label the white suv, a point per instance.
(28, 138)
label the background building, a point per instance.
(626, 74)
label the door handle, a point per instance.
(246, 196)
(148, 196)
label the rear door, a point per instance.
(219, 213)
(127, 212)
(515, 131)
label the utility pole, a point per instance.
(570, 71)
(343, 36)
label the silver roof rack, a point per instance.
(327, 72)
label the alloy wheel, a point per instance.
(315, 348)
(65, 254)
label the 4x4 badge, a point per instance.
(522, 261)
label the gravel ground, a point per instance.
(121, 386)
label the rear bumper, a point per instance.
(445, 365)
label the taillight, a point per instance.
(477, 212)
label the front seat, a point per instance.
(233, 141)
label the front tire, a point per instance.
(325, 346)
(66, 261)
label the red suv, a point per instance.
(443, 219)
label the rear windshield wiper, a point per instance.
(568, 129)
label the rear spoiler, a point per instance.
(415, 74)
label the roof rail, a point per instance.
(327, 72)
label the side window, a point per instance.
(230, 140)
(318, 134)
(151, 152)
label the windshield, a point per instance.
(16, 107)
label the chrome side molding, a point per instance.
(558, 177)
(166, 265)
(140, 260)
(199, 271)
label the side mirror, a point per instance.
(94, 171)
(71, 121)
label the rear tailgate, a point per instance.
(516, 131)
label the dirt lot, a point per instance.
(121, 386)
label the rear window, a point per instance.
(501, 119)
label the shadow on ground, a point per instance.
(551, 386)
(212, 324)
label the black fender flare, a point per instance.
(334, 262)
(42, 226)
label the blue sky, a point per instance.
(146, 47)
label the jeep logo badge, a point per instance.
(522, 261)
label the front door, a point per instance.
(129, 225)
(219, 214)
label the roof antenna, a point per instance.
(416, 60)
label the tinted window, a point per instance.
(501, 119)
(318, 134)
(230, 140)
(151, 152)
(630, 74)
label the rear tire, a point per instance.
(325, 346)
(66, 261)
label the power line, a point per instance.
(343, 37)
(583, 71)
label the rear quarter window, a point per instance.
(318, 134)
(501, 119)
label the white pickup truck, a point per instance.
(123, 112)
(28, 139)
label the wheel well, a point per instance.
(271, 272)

=-=-=

#### [Exercise description]
Retype the lines beginning at the one containing "label the front door, a point per instance." and ending at the final line of the material, both included.

#### [Task answer]
label the front door, a point per instance.
(129, 225)
(219, 214)
label the roof antenna, a point per instance.
(416, 60)
label the tinted window, a point per instance.
(501, 119)
(318, 134)
(230, 140)
(151, 152)
(630, 74)
label the rear tire, a point per instance.
(325, 346)
(66, 261)
label the power line, a point per instance.
(343, 37)
(583, 71)
label the rear quarter window, a point per instance.
(318, 134)
(501, 119)
label the white pickup truck, a point per instance.
(123, 112)
(28, 139)
label the wheel well, a point per instance.
(271, 272)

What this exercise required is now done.